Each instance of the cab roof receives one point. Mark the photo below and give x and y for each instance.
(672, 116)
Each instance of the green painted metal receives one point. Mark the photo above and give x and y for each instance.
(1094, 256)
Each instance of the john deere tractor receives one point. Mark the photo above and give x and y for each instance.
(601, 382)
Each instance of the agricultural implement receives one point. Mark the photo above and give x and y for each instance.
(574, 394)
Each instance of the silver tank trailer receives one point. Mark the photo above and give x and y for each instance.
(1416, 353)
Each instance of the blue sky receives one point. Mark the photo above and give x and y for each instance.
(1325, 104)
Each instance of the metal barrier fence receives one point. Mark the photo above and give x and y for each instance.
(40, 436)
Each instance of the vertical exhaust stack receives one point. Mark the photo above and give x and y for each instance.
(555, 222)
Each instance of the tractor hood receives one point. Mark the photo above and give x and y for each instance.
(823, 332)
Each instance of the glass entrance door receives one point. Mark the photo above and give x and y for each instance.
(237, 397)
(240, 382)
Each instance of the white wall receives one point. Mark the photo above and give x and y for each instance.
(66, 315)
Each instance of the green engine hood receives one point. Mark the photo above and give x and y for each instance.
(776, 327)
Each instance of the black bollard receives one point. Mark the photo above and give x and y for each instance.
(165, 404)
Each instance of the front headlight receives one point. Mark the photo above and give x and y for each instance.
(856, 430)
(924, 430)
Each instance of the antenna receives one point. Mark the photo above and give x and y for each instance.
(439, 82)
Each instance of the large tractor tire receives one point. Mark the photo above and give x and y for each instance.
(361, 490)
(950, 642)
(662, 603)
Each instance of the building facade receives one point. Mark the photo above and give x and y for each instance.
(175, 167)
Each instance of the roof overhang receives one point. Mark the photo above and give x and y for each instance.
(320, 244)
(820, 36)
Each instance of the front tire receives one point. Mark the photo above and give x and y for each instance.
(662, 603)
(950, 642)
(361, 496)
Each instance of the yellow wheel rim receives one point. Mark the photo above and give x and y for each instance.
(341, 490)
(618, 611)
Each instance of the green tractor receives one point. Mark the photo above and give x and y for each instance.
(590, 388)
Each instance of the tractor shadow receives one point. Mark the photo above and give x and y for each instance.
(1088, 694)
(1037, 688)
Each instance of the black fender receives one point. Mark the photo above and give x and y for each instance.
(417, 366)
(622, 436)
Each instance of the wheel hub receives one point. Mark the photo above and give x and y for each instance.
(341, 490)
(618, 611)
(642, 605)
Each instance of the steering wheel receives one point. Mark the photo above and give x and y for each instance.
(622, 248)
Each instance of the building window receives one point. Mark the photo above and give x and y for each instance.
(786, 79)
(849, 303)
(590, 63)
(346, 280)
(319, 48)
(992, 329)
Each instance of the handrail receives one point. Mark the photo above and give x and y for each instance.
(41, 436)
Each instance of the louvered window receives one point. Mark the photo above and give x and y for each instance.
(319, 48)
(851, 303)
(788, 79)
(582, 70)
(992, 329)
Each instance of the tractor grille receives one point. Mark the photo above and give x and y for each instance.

-- Work to be completed --
Reproduce every line of the data above word for word, without changing anything.

-- Output for this task --
Each instance of the cab roof receives one point. Mark the photo below and give x and y for each instance.
(672, 116)
Each instance of the green painted metal receives one point. Mark the photo above and give x and y for each instance.
(1094, 256)
Each instance of the john deere tractor receives one point. Mark the photo above and give x and y for each instance.
(601, 382)
Each instance of the agricultural implement receives one point. Mark the photo above and give x and y for each instance.
(574, 394)
Each instance of the silver tank trailer receives one point. Mark the photo above and give x and y for each instance.
(1416, 353)
Each instance of the blue sky receives one point. Mark the photo above and give x and y for each instance.
(1325, 104)
Each instance of the metal barrier fence receives one point. Mark the photo above and give x and y for each instance.
(40, 436)
Each instance of the vertical exhaust stack receives one point. Mark the photo above and give x and y for each instance.
(555, 222)
Each instance of the tractor hood receives one point. Mark the photo above and give x and y for each instance.
(823, 332)
Each instance of the glass entrance door receives one point. Mark the photo above and give x and y for each instance.
(237, 397)
(240, 382)
Each instance of the white wall receives one point. Mark the photo above and give x and y for each instance.
(66, 315)
Each instance of the green engine hood receives one point. Mark the photo above and give x and y for each instance.
(776, 327)
Each instance of the black bollard receives one point. Mark the photo above and give x and y for each instance.
(165, 404)
Each instance of the front headlight receives one point. Mark the photo above and give x and y for each instance.
(856, 430)
(924, 430)
Each instance of the antenna receives one point. Mark the photo above and give x and y for each instance.
(439, 82)
Each instance of the large tractor tire receives one point. Mark the photo above and give x and y for each instance.
(361, 490)
(950, 642)
(662, 603)
Each instance of the building facade receives one point. Mark the photo above and give x and y for each instance.
(175, 167)
Each instance of the roof overhang receives one point. Mark the photo above and give x and y for each instance.
(320, 244)
(820, 36)
Each instance of the front tire receives one point. Mark the photo above and give x and y for each instance.
(662, 603)
(950, 642)
(361, 496)
Each instance of the yellow wheel rim receives one point. Mark the photo above and give x and y for each instance.
(341, 490)
(618, 611)
Each instance of the green tractor receives one point. Mark the photo above and give x and y for each instance.
(590, 388)
Each instance of the tractor shadow receives one point. Mark the photo above and give x and y for each instance.
(1088, 694)
(1037, 688)
Each instance of the black fender receives one point. Mark the photo above and give x and y for each instance.
(417, 366)
(622, 436)
Each instance of the wheel hub receives one point. Mark the photo above and give x and y for each instance.
(341, 490)
(618, 611)
(642, 605)
Each instance of the steering wheel receives one point. Mark the photo above and give x and y for each instance.
(622, 248)
Each instance of the building window receives one point. Mark the photo above and give x and y for each instance.
(786, 79)
(849, 303)
(590, 63)
(346, 280)
(319, 48)
(992, 329)
Each instance of the handrail receives one point. Mark the photo above and give x and y for each instance.
(41, 436)
Each instance of the louvered window receives one point. Mark the photo above and give x and y for each instance.
(319, 48)
(851, 303)
(788, 79)
(582, 70)
(992, 329)
Each instance of the tractor grille receives one point. Mark the photo above and give x and y for each instance.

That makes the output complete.